== Description of the task ==
Pull every line containing "black" out of the listing below.

== Extracted material ==
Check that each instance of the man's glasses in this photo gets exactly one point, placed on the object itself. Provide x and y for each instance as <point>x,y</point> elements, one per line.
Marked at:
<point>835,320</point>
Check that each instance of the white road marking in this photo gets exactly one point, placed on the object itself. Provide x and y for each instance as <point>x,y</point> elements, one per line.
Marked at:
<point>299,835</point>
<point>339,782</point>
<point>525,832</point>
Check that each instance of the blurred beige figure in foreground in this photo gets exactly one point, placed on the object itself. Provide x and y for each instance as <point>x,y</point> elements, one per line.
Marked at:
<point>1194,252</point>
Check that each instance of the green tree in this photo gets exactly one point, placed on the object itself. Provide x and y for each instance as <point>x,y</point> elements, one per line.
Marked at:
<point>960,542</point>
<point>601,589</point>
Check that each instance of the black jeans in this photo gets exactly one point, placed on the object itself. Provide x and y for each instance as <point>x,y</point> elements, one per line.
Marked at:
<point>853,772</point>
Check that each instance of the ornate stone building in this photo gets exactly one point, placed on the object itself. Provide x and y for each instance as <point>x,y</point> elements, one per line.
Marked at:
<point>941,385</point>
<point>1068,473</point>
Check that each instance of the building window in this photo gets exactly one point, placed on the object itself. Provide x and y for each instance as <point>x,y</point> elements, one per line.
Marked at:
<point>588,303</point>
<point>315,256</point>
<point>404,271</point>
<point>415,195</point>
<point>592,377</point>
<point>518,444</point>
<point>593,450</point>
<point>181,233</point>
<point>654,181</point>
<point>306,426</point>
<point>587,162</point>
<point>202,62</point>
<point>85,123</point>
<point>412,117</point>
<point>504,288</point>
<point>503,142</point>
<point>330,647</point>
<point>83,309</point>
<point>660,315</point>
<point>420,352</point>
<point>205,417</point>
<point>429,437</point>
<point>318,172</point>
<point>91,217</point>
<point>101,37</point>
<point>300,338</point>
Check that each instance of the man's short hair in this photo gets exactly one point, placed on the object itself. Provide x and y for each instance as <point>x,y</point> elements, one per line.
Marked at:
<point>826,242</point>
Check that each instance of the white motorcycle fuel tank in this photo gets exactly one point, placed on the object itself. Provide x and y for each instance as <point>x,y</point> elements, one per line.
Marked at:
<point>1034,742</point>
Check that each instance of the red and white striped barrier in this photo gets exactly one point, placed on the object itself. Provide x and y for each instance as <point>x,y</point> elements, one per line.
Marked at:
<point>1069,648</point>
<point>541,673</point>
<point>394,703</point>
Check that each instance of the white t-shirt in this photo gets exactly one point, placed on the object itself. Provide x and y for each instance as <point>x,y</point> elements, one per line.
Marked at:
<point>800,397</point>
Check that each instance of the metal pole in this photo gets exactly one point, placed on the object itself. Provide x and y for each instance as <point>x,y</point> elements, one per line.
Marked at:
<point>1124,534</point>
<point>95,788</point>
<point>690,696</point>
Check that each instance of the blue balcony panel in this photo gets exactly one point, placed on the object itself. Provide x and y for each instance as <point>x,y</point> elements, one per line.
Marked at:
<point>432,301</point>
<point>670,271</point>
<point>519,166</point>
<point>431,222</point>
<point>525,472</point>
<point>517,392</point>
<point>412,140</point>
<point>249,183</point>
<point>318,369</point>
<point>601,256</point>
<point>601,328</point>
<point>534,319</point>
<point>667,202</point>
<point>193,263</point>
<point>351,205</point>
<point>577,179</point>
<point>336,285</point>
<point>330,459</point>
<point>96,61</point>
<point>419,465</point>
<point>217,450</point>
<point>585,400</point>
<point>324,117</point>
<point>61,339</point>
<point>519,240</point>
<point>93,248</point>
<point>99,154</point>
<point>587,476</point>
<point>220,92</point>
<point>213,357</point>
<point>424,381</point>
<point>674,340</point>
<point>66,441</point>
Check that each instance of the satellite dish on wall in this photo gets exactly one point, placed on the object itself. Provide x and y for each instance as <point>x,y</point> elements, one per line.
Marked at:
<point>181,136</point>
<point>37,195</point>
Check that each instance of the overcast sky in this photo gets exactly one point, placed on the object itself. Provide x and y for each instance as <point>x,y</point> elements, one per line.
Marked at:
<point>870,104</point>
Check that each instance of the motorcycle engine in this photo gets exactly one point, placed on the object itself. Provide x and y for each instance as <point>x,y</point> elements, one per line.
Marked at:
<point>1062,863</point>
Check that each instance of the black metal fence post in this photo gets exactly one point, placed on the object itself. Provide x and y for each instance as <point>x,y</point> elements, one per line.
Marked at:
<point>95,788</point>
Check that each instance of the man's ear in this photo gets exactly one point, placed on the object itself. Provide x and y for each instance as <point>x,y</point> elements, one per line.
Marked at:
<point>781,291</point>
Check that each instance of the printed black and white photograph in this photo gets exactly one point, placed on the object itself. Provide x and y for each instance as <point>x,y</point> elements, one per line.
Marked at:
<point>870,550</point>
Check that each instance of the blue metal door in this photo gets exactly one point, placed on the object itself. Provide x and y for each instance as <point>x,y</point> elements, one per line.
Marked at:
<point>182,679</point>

---

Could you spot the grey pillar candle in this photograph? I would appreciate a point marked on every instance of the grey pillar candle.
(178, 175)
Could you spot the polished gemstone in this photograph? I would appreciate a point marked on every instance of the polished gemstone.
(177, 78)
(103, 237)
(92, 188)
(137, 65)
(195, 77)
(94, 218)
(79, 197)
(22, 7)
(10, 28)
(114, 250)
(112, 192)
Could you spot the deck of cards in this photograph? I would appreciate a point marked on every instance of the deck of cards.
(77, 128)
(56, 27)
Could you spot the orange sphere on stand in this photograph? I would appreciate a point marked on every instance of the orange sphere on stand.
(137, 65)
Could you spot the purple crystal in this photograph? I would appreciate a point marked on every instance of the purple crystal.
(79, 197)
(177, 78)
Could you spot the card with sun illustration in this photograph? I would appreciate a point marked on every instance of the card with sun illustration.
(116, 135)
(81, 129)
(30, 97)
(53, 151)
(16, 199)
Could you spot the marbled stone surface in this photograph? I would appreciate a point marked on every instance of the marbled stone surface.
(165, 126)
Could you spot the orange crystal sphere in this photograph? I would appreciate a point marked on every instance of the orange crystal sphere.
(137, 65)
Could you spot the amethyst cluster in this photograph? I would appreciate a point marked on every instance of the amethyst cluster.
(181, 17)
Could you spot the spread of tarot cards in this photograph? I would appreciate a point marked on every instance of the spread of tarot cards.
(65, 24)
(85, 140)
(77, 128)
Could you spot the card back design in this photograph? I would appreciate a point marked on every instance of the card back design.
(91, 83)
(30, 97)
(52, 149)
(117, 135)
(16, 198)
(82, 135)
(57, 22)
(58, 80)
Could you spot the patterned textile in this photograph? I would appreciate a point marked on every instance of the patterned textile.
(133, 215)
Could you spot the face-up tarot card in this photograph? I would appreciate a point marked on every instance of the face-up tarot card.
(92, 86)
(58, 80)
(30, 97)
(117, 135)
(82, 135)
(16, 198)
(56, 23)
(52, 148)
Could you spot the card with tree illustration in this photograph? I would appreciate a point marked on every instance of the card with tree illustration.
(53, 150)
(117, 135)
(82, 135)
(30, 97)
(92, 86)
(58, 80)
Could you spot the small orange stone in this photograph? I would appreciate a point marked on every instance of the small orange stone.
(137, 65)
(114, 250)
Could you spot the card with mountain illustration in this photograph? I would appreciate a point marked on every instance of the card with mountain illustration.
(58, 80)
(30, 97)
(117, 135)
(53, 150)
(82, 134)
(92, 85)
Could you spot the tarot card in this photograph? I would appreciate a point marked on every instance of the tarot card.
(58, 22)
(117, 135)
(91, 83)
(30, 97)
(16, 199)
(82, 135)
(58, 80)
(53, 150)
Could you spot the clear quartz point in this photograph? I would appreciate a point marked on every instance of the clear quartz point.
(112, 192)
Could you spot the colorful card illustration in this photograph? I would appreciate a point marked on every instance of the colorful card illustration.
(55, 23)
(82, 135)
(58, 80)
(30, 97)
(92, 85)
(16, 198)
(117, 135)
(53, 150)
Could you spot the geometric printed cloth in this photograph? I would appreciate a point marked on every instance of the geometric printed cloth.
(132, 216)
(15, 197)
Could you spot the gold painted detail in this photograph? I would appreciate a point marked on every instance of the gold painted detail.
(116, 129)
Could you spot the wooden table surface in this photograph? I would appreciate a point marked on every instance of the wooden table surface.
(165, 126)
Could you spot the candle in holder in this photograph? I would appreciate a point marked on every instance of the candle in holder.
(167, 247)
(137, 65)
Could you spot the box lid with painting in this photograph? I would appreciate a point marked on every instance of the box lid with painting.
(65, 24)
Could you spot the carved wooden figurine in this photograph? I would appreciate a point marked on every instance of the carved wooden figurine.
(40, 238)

* * *

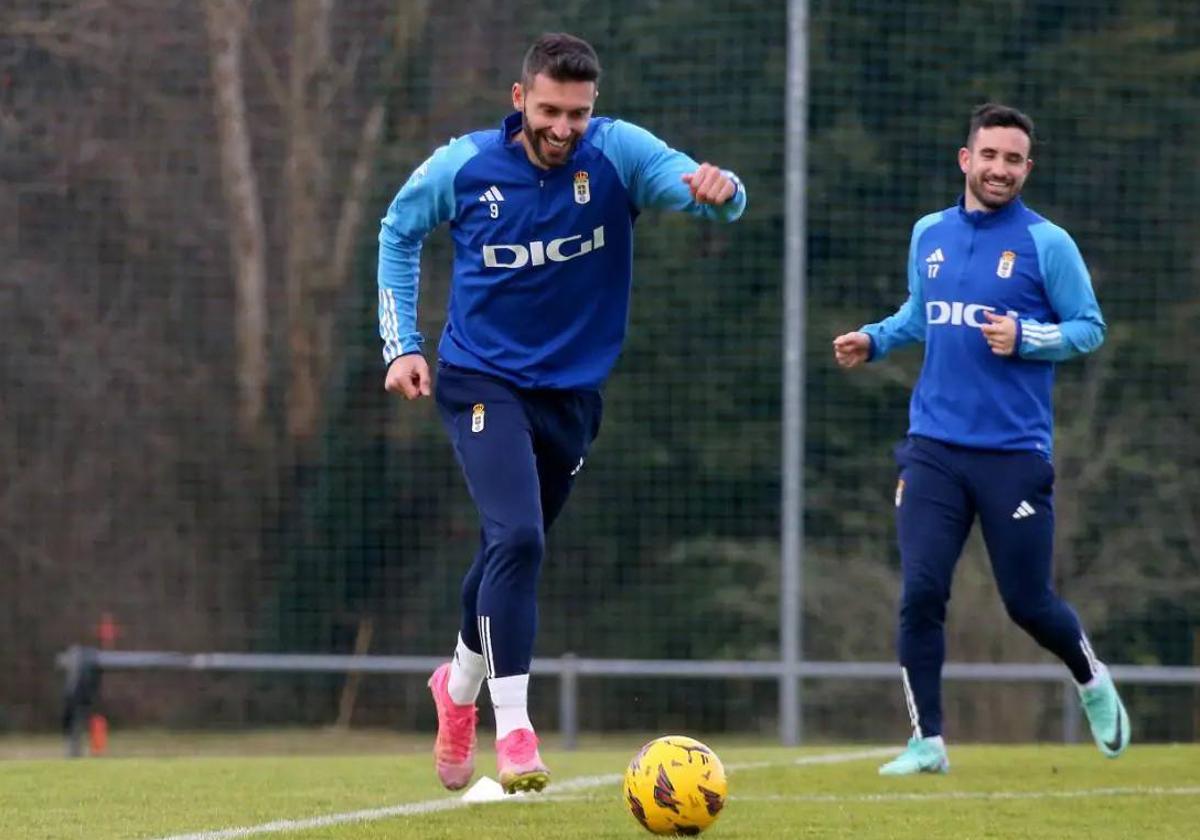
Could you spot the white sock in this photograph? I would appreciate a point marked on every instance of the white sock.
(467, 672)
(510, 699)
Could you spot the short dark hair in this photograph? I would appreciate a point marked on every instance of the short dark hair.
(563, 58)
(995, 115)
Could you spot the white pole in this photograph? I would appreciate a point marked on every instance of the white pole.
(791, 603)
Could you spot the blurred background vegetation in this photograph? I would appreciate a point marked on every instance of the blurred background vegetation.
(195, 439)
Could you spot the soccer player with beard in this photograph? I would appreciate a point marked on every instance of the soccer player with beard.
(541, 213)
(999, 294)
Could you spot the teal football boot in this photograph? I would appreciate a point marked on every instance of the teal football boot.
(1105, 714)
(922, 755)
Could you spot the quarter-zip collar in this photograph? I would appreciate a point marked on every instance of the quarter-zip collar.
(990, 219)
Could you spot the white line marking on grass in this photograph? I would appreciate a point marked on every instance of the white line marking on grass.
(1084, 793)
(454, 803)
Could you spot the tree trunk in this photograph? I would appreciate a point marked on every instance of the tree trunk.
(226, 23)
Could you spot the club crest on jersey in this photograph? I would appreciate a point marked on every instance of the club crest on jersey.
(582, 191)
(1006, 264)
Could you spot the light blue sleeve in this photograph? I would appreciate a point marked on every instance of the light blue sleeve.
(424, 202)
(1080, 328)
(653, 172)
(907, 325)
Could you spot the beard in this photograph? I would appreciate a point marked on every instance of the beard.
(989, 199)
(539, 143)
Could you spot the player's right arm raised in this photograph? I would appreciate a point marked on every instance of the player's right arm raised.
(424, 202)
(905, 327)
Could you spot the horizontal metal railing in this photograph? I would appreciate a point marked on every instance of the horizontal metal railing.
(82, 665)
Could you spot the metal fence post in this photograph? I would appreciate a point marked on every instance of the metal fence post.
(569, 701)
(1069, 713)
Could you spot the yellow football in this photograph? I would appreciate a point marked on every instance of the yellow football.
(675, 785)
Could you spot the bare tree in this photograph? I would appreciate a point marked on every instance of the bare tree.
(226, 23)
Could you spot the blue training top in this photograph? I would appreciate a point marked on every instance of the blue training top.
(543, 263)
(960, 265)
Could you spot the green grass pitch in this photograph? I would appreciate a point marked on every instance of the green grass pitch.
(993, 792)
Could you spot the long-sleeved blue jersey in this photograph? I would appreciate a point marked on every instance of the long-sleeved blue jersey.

== Result of the task ==
Check that each instance of the black jeans in this photo gets exactly one point, placed on the object itself. Provide x and y for each instance as <point>x,y</point> elements, one per line.
Check that each instance of the black metal fence post in this photo gets exactly one point, placed on the object itself. Provide x and y for each instance as <point>x,y</point> elements, one per line.
Check that each instance of the printed black and white photograph in this photo gets exactly one point, placed on the object itself. Provide x and y for each instance as <point>x,y</point> elements, one per line.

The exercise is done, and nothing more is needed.